___ TEXT PASSAGE ___
You have perhaps heard of The Godfather. It is a three-hour movie about the Mafia, released in 1972 by a studio that had been losing money at a steady clip, directed by an up-and-coming filmmaker whose last film had been a major flop (he was hired, in large part because the desperate studio knew that he wasn't in a position to turn down work), adapted from a bestselling potboiler the the director regarded as sleazy trash, with a cast headlined by a former star who had spent a full decade squandering his career, developing a reputation for being combative and undisciplined. All of which just goes to show.
___
=== WHAT YOU WILL DO ===
• 1. Answer these questions about the passage on The Godfather:
(a) In what year was the movie released?
(b) How long is the movie?
(c) How did the director regard the bestselling book it was adapted from?
• 2. Reproduce the passage on The Godfather word for word, everything from "You have perhaps" down to "goes to show.".
These records were taken from a separate source.
___ ENTRIES PROVIDED ___
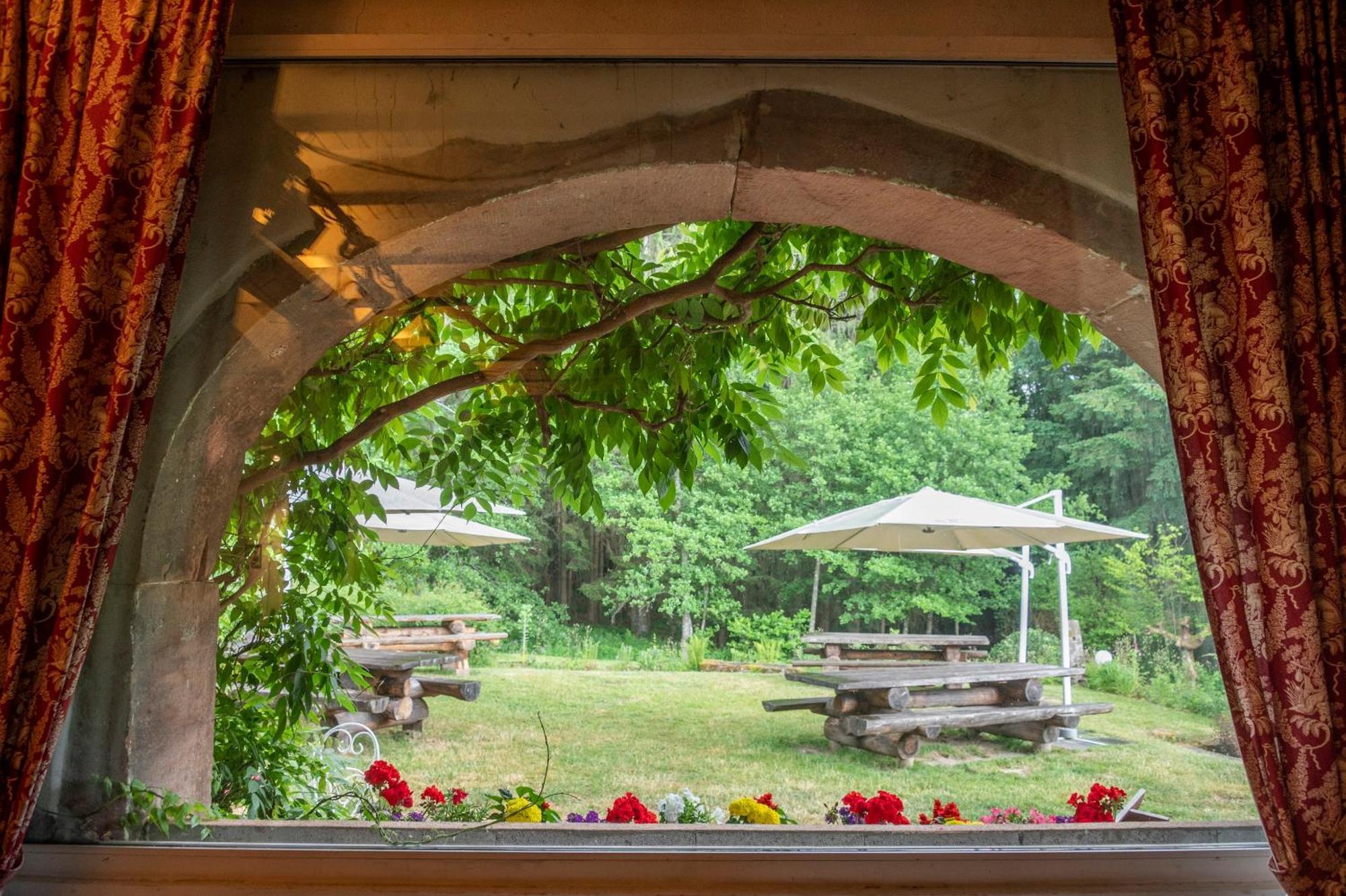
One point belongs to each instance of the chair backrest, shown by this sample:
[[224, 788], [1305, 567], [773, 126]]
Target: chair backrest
[[355, 745]]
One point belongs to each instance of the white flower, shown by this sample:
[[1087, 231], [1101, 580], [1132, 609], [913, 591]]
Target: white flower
[[671, 808]]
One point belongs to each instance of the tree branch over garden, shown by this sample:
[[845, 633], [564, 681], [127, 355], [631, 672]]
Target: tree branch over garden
[[672, 332]]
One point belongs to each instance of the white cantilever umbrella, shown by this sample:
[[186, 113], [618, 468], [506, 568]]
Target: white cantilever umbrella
[[445, 531], [932, 521], [410, 498]]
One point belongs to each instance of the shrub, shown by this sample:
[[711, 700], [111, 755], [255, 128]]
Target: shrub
[[1044, 649], [1119, 677], [697, 648], [1170, 687], [746, 632], [1164, 683], [659, 659], [767, 652]]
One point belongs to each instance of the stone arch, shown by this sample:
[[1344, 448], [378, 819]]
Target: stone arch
[[776, 155], [247, 336]]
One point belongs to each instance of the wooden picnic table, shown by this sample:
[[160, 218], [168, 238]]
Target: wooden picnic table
[[847, 648], [450, 634], [396, 696], [892, 711]]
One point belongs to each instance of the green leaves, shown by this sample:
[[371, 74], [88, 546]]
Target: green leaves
[[662, 387]]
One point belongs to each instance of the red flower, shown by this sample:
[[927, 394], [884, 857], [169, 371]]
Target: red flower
[[382, 774], [398, 794], [942, 813], [1102, 804], [882, 809], [631, 811]]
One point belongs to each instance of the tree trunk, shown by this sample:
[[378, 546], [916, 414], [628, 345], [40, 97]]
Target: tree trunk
[[814, 602], [640, 621]]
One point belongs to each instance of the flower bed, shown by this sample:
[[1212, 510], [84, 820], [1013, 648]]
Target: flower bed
[[390, 798]]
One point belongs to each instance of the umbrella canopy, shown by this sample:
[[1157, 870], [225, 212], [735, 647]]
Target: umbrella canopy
[[410, 498], [933, 520], [444, 531]]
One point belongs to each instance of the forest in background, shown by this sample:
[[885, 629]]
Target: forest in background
[[1096, 427]]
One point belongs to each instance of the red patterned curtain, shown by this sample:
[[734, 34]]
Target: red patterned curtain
[[103, 116], [1238, 120]]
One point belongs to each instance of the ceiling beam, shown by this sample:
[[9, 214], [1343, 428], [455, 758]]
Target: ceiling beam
[[987, 32]]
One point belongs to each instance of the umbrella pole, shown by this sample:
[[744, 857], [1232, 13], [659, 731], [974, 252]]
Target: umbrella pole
[[1063, 571], [1024, 607]]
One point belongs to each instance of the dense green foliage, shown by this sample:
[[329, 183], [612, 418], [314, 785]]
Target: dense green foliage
[[658, 402]]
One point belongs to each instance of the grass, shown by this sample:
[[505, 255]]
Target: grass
[[656, 733]]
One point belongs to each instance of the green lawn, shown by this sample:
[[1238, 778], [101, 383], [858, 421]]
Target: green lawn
[[655, 733]]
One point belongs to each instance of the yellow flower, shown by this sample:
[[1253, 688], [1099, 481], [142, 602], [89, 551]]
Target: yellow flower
[[754, 813], [522, 811]]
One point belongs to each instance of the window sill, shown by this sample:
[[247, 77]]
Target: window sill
[[339, 858]]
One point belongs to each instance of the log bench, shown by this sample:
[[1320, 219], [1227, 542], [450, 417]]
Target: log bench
[[841, 649], [893, 711], [452, 634], [396, 696]]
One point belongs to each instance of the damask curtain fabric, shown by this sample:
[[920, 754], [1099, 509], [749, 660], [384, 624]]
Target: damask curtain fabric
[[1236, 114], [103, 116]]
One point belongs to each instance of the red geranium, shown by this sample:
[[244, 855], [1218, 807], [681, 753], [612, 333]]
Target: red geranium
[[631, 811], [1102, 804], [881, 809], [398, 794], [382, 774], [942, 813]]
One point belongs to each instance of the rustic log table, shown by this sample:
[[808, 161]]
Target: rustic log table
[[452, 634], [396, 696], [854, 649], [893, 711]]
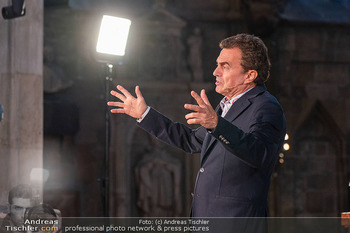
___
=== EXPECTED RESPONSES ===
• 1.
(a) 1972
(b) Three hours
(c) As sleazy trash

• 2.
You have perhaps heard of The Godfather. It is a three-hour movie about the Mafia, released in 1972 by a studio that had been losing money at a steady clip, directed by an up-and-coming filmmaker whose last film had been a major flop (he was hired, in large part because the desperate studio knew that he wasn't in a position to turn down work), adapted from a bestselling potboiler the the director regarded as sleazy trash, with a cast headlined by a former star who had spent a full decade squandering his career, developing a reputation for being combative and undisciplined. All of which just goes to show.